ASSIGNMENT —
Without changing a word, repeat the data, and include no pictures.

MATERIAL FOR THE TASK —
==========

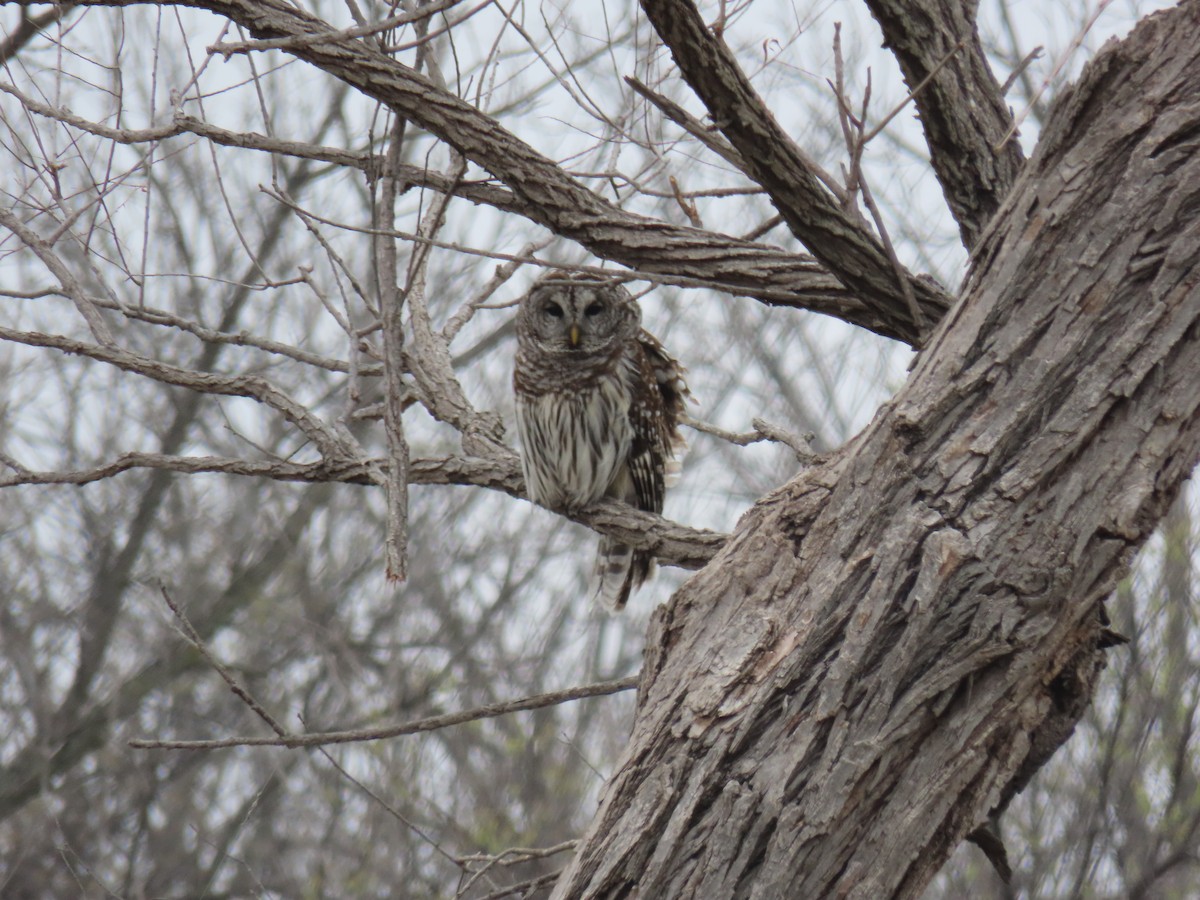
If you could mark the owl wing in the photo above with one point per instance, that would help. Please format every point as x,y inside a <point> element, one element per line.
<point>657,412</point>
<point>658,394</point>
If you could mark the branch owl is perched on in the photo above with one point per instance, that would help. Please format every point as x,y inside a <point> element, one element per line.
<point>598,411</point>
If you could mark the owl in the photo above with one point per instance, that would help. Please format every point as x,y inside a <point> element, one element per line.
<point>599,402</point>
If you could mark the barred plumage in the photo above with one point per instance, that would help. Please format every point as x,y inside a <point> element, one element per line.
<point>599,402</point>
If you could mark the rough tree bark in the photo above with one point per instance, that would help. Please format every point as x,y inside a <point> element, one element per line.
<point>891,643</point>
<point>862,673</point>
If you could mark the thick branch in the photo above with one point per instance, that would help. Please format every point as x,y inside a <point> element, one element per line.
<point>771,159</point>
<point>868,666</point>
<point>551,198</point>
<point>961,109</point>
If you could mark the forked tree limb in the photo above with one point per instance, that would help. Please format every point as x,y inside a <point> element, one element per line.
<point>865,670</point>
<point>840,240</point>
<point>963,108</point>
<point>546,195</point>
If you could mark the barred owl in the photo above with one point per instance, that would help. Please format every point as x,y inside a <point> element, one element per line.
<point>598,411</point>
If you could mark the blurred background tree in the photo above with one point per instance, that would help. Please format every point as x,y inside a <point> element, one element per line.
<point>196,267</point>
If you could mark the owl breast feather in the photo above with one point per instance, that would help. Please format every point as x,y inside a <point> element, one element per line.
<point>575,443</point>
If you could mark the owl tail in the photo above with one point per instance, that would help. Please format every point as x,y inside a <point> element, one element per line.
<point>619,569</point>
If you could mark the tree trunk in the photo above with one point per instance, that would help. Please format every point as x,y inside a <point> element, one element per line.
<point>871,664</point>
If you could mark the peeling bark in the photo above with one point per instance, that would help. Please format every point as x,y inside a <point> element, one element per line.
<point>887,643</point>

==========

EXERCISE SOLUTION —
If you could mark the owl wing in the photo above with one point per instance, that would help. Please format every point as x,y inside a <point> element, one element per line.
<point>657,412</point>
<point>658,394</point>
If you could mark the branch owl is perched on in the photo above with one point per instance, that would help. Please format every point as x,y inside a <point> element, one element per line.
<point>598,411</point>
If you could mark the owl in the photo above with one point per instance, that would help. Please format every point as x,y inside a <point> element, one element per line.
<point>599,402</point>
If you could mark the barred plumage in the photo above with one point per instance, that would help. Please format every point as x,y inside a <point> element, one element per line.
<point>599,402</point>
If you could mark the rough tree bark in the photo above with one point per instance, that would help. Please format every point as x,y inside a <point> element, one element per line.
<point>891,643</point>
<point>862,673</point>
If you could mark the thick branch in the photo above with one point per instance, that would help. Please format every point as x,y inside a <point> element, one element per line.
<point>771,159</point>
<point>868,666</point>
<point>551,198</point>
<point>961,109</point>
If you could mark the forked tree limb in the photo above with one point per instance, that would help. Please format every point as x,y inside a <point> element, one element per line.
<point>865,670</point>
<point>840,240</point>
<point>963,108</point>
<point>546,195</point>
If you could mark the barred owl in the photo above with one point per instance, that would help. Please format every point as x,y inside a <point> element, one element per line.
<point>598,411</point>
If you could mark the blurred background tree in the photo above with one point per instance, that would help. Please format every point as x,y inside a <point> element, one element per line.
<point>196,267</point>
If you could mark the owl breast feather in the photo above with one point per instance, that would help. Please format every point as x,y inside a <point> element, one element per line.
<point>575,443</point>
If you could mark the owl tail in the photo above with one point per instance, that would help. Please format every point as x,y inside a <point> element, one element per line.
<point>619,569</point>
If you could mark the tree trunk in the photo above with one point per instance, that would help. Please format every point as x,y inside a <point> element, one element per line.
<point>871,664</point>
If you could mark the peeling bark in the photo above with one point per instance, that would help. Please format every point as x,y inside a <point> element, one element per line.
<point>887,643</point>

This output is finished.